▸ **Excerpt provided**
═══

Henrik Fisker is moving from BMW's Designworks/USA subsidiary to become creative director of Ford's London Design Enterprise center. Fisker will also become design director of Aston Martin, part of Ford's Premier Automotive Group of luxury brands.
And that got us thinking. How many other BMW executives have been lured to Ford by Premier Automotive Group Chairman Wolfgang Reitzle, former No. 2 at the German carmaker?
At least 11 others, we reckon, including:
* Ulrich Bez: former head of BMW M-Technik, now Aston Martin chairman
* Vic Doolan: president of BMW North America, now head of PAG North America
* Alexander Klose: former consultant to BMW, now PAG marketing director
* Reinhard Kunstler: BMW legal department, now managing director of Land Rover Germany
* Dieter Laxy: head of BMW UK, now Volvo marketing senior vice president
* Ulrich Scheifer: BMW Motor Sports, now Aston Martin product development chief
* Gerhard Schmidt: head of BMW powertrain development, now head of Ford Motor research
* Ralf Speth: head of Land Rover product development under BMW ownership, now PAG director of product strategy
* Bernhard Mattes: BMW Germany dealer relations, now head of sales and marketing for Ford of Germany
* Gerry McGovern: chief designer at Land Rover under BMW ownership, now chief designer for Lincoln
* Stefan Muller: several posts at BMW, now managing director of Volvo Germany.

═══

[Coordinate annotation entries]
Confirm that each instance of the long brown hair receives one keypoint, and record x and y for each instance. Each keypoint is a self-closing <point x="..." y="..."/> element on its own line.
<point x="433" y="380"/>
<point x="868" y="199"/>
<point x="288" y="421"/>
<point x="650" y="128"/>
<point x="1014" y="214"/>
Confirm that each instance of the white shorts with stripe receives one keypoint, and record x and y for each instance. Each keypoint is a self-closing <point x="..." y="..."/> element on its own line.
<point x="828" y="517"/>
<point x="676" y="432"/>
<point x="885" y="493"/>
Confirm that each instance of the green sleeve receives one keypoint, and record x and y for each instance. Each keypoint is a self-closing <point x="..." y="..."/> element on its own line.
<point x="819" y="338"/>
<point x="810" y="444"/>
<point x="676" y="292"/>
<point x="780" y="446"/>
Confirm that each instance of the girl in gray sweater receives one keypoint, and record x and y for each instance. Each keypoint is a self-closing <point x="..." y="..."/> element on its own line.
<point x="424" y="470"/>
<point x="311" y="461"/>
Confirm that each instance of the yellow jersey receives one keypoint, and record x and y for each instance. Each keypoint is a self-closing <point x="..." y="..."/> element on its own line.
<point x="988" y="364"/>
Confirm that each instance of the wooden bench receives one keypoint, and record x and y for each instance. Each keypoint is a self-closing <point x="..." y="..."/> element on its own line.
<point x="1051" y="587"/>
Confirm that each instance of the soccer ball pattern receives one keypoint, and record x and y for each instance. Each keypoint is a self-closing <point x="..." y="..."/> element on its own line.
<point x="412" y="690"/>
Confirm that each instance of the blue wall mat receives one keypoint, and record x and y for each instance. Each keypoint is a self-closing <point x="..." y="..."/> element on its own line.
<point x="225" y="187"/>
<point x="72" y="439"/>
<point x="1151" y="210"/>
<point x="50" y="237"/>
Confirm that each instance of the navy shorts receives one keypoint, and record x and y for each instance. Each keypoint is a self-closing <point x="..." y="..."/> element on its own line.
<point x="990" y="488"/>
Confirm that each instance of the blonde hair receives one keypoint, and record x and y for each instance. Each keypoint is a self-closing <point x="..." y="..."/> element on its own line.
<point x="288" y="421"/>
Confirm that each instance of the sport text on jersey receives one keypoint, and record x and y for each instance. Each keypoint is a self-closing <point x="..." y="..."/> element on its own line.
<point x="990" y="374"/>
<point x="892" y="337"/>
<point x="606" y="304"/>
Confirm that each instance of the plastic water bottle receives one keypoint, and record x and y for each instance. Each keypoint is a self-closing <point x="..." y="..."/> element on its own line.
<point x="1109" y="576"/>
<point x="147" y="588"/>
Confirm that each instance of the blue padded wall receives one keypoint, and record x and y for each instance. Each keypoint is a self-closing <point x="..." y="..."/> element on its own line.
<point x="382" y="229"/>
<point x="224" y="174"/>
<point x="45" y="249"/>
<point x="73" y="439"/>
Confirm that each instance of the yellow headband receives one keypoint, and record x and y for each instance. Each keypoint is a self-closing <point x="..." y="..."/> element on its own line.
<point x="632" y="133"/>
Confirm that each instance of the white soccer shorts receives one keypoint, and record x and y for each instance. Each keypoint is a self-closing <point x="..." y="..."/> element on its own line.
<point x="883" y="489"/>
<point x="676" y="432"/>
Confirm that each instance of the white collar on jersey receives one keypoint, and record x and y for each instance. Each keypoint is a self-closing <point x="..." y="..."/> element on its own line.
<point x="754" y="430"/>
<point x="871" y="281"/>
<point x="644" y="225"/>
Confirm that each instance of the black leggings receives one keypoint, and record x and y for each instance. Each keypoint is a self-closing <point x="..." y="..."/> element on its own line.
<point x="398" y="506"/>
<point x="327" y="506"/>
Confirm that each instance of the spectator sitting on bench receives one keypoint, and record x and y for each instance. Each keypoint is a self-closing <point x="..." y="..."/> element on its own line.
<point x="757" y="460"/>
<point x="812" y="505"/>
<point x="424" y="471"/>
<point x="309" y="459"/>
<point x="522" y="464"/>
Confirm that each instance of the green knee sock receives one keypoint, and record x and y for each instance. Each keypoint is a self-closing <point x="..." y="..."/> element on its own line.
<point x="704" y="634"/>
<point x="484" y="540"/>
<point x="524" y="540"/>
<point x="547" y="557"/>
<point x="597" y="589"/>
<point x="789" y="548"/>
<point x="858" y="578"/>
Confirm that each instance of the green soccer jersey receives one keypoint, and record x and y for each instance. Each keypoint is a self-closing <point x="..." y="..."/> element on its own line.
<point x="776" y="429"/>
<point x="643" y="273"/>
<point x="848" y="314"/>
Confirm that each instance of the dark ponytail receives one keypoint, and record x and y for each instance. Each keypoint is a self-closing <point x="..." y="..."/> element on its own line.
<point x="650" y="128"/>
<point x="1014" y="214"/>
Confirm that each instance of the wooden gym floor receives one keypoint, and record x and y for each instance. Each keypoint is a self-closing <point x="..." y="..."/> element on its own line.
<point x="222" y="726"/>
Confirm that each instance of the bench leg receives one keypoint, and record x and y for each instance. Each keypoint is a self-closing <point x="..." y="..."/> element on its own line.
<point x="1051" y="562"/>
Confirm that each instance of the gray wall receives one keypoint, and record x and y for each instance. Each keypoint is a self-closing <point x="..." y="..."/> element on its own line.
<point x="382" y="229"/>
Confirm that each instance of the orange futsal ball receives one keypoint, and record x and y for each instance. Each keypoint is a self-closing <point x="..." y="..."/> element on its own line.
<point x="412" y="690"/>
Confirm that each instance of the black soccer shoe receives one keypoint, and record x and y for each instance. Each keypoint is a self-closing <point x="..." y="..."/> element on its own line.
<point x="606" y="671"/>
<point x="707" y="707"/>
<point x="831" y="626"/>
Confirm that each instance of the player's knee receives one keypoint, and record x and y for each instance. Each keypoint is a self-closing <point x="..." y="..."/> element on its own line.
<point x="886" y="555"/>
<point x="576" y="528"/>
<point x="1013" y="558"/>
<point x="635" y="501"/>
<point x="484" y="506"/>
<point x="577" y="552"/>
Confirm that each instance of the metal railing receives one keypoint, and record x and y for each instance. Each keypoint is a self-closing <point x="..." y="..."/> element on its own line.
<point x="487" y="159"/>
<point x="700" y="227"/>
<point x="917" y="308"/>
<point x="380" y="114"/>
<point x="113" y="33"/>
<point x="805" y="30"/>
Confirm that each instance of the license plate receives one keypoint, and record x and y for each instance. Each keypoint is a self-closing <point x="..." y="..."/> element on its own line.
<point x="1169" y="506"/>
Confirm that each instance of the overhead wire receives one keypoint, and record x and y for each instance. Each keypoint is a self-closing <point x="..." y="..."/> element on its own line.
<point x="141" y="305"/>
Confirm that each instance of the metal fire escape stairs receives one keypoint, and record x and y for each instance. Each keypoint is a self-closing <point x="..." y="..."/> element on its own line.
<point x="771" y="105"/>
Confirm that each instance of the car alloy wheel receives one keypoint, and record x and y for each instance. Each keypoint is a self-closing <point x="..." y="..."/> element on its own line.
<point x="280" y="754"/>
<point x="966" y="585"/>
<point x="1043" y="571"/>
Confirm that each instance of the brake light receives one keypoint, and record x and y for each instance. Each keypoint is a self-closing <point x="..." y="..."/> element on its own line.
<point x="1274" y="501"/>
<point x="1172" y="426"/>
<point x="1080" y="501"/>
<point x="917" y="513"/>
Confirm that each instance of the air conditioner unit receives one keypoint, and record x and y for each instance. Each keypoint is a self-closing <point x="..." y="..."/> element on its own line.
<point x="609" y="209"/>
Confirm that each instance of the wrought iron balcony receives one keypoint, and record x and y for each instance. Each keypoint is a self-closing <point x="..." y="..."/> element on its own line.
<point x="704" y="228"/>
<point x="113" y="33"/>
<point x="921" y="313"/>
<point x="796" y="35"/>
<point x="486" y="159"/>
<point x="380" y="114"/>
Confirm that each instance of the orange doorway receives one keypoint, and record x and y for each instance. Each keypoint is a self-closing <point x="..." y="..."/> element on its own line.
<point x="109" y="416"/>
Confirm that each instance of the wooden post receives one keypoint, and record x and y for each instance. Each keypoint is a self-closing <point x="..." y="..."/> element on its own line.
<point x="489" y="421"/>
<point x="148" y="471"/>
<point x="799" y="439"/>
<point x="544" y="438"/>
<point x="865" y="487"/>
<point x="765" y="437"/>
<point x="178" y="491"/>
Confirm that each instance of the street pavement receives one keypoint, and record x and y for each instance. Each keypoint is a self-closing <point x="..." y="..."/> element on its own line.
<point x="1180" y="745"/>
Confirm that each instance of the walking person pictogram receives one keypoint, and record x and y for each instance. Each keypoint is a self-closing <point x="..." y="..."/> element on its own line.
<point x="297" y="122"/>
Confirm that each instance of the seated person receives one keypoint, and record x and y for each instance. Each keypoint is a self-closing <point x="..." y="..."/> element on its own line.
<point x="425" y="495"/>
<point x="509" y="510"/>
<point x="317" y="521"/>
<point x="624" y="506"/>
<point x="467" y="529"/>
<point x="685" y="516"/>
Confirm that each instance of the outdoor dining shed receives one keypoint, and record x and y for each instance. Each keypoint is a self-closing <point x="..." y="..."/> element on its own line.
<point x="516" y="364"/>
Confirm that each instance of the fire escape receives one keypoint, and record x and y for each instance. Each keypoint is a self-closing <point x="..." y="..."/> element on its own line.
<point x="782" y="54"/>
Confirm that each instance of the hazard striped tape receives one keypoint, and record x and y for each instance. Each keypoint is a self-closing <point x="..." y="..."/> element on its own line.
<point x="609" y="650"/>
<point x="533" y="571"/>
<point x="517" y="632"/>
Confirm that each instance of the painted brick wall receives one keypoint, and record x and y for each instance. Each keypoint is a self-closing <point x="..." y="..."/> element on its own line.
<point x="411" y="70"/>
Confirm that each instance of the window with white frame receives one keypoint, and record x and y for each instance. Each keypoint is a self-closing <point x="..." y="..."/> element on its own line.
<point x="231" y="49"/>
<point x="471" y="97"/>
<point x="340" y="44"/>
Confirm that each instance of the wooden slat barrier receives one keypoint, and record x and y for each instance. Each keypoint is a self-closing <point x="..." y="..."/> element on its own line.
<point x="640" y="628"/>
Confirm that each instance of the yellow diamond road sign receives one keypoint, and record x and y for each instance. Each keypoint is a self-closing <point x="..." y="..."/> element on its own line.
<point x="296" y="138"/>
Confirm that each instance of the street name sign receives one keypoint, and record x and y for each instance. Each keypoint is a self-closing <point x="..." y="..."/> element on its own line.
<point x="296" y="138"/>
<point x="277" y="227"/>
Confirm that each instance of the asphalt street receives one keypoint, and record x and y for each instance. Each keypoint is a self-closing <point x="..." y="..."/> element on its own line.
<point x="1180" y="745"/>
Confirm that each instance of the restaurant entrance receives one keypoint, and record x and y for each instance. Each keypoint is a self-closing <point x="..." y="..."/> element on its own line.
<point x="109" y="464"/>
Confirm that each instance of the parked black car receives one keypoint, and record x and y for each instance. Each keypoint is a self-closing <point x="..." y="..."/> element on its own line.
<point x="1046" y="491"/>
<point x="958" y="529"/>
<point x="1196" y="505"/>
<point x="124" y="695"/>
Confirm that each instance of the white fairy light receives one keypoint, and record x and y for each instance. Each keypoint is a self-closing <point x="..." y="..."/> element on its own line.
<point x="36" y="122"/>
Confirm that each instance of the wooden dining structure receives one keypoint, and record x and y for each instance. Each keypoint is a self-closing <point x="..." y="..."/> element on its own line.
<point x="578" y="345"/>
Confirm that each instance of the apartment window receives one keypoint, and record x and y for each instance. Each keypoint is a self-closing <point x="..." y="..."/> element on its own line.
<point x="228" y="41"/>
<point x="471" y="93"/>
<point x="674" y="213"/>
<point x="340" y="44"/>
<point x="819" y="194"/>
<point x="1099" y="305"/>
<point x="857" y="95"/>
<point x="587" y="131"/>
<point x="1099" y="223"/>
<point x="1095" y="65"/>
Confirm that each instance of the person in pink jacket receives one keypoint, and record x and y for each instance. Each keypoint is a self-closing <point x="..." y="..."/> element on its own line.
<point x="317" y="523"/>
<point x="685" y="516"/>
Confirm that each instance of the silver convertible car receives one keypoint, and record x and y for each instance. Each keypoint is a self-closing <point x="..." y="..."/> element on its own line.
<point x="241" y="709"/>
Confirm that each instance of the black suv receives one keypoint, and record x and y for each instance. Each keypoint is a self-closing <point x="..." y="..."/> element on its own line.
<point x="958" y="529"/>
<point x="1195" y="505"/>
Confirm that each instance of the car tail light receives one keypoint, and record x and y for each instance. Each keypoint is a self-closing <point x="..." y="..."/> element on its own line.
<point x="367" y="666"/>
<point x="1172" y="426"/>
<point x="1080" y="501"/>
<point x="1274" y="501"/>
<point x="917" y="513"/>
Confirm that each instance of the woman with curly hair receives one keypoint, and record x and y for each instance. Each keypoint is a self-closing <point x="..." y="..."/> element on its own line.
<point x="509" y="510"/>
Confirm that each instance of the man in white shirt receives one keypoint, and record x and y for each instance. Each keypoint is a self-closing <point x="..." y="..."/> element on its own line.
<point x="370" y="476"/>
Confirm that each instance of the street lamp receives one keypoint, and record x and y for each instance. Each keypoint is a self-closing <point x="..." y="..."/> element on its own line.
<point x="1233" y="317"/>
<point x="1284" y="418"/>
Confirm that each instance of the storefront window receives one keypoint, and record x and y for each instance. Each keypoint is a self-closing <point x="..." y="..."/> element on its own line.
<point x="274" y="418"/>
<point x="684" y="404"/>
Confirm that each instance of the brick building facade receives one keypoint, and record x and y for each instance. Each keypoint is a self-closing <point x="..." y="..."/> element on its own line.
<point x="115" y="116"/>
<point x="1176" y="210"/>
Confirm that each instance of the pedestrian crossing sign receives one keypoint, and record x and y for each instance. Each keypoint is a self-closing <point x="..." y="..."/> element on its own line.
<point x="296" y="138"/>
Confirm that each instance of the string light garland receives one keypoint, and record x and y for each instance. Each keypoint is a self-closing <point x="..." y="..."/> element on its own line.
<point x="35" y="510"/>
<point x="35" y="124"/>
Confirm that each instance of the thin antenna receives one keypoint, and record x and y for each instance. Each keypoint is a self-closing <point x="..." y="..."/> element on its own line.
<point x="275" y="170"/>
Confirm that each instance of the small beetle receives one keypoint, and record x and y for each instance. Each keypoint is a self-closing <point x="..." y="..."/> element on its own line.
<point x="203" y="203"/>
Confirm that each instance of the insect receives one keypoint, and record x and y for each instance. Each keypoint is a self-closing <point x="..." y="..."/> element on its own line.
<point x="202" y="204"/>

═══

▸ **What the task asks**
Continue the article on former BMW executives at Ford, picking up after its final sentence. These items have no connection to the article on former BMW executives at Ford.

▸ **Result for this task**
Former Ford of Europe Chairman Nick Scheele is already making an impact in his new job as group vice president of Ford's North American operations.
Scheele took up his new position on August 1. He is taking aim at three big targets as he tries to cut costs and create a new Ford brand organization in North America: material costs, marketing costs and product development costs.
Scheele fired the first shot on August 17 when Ford announced the early retirement by year end of up to 5,000 salaried workers, about 10 percent of its white-collar work force in North America.
Ford will take a one-time after-tax charge of about $700 million (E816 million) in the fourth quarter to cover the cost of the work force cuts.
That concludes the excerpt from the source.